**Assigned task A:**
List every organization or institution named in the commentary below on Covid forecasts and broadcasting.
**Assigned task B:**
Carry on the commentary below on Government Covid forecasts and BBC coverage, picking up after its final sentence.

**Text passage:**

═══

How much better it would be if the Government and its scientists restricted themselves to known facts rather than crystal ball gazing. Tell us what you know is happening rather than what you think might happen.
The irony, of course, is that while the Government is uninhibited with its speculations, it clams up concerning statistics about the age and vaccination status of people who die in hospital from Covid. Solid facts are shared much less generously than wild conjecture.
Alas, people listening to spine-chilling forecasts are apt to work themselves into a state of fear. I fear the BBC acts as a willing mouthpiece. It is far from being the only offender among broadcasters but stands out because its reach dwarfs its rivals.
Unsurprisingly, the Beeb is almost exclusively interested in apocalyptically minded epidemiologists. One of its favourite gloomsters is Professor Graham Medley of Sage. It again offered the floor to him this morning.

═══

**Data extract:**

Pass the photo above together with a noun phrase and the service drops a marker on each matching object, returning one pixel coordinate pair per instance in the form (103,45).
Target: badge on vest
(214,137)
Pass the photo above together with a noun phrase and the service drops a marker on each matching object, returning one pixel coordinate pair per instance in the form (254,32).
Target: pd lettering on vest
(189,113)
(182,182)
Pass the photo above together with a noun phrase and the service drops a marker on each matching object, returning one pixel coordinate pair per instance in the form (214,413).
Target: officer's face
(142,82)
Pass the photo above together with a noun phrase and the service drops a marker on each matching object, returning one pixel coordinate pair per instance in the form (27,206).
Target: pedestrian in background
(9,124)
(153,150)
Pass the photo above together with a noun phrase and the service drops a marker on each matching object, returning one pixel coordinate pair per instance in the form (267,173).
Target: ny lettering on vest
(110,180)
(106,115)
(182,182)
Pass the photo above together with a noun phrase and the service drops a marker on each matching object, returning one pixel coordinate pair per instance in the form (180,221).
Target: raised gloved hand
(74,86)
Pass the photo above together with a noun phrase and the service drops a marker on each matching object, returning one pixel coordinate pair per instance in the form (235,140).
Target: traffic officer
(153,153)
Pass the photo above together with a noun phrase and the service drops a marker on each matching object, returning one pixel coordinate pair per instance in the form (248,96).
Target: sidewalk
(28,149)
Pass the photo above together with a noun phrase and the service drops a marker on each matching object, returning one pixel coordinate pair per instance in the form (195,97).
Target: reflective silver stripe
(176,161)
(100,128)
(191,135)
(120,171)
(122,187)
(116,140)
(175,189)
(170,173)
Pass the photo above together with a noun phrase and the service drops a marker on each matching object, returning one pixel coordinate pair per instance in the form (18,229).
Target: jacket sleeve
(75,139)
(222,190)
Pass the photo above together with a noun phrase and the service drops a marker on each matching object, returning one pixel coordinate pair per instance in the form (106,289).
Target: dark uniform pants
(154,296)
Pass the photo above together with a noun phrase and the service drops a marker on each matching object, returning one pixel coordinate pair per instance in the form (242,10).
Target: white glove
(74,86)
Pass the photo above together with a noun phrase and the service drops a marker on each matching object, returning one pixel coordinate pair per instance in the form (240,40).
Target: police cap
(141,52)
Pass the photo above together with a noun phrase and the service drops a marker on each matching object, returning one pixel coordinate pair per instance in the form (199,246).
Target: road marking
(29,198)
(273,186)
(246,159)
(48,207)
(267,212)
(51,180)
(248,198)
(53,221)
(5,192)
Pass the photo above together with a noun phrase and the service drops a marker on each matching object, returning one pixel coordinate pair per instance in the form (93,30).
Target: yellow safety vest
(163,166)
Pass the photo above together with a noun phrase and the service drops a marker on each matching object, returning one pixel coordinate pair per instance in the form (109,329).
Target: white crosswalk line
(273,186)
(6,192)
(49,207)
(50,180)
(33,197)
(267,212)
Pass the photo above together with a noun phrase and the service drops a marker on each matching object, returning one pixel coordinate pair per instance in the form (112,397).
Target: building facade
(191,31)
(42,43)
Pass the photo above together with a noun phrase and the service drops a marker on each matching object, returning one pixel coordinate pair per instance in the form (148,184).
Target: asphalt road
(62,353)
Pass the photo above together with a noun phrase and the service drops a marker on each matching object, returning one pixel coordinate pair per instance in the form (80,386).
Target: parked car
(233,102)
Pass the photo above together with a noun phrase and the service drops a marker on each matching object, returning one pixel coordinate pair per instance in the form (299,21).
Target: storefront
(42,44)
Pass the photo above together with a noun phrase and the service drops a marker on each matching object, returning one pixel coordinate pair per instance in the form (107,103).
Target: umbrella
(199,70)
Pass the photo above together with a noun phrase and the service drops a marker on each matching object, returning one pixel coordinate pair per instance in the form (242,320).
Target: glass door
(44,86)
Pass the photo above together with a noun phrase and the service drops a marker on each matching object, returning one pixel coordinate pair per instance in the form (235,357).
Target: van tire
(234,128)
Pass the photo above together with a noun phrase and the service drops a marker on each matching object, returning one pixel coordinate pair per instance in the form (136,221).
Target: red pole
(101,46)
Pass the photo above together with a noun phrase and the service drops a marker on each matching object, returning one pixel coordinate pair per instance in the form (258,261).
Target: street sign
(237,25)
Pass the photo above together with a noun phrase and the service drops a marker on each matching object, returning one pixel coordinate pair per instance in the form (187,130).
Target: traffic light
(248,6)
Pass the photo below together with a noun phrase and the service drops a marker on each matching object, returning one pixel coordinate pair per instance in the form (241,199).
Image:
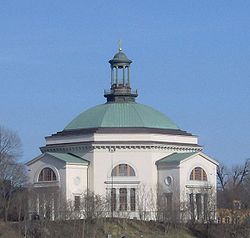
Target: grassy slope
(117,228)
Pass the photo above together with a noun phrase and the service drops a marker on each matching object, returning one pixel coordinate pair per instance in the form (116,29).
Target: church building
(129,152)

═══

**Task response A:**
the Government; the BBC (also called "the Beeb"); Sage

**Task response B:**
Professor Medley feared that Omicron could trigger a ‘very large’ wave of hospitalisations because it is so transmissible. Professor Adam Finn, another of Auntie’s pets, gave a similar message on BBC Breakfast. He implied that new government regulations may be necessary.
By contrast, highly qualified scientists who take a more balanced and less pessimistic view are given short shrift by the Corporation. I am thinking of eminent people such as Sir John Bell, Regius Professor of Medicine at Oxford, and Carl Heneghan, director of the Centre for Evidence-Based Medicine at the same university.
Neither of them is famous for pushing for new restrictions, and both tend to advocate restraint — which doubtless explains why they’re not favourites at the Beeb. Another moderate who is largely shunned is Professor Robert Dingwall of Nottingham Trent University.
One of the BBC’s favourite coronavirus gloomsters is Professor Graham Medley (pictured) of Sage
Yesterday he criticised the general panic over Omicron. He pointed out that a real-world study of 78,000 Omicron cases in South Africa has been largely ignored by British scientists and policy-makers.
The study found that, with the new variant, the risk of hospitalisation is 29 per cent lower than with the original Wuhan strain, and 23 per cent lower than with Delta. Two vaccinations offer good protection against hospitalisation or death. Only five per cent of people with Omicron required intensive care treatment, compared with 22 per cent of Delta patients.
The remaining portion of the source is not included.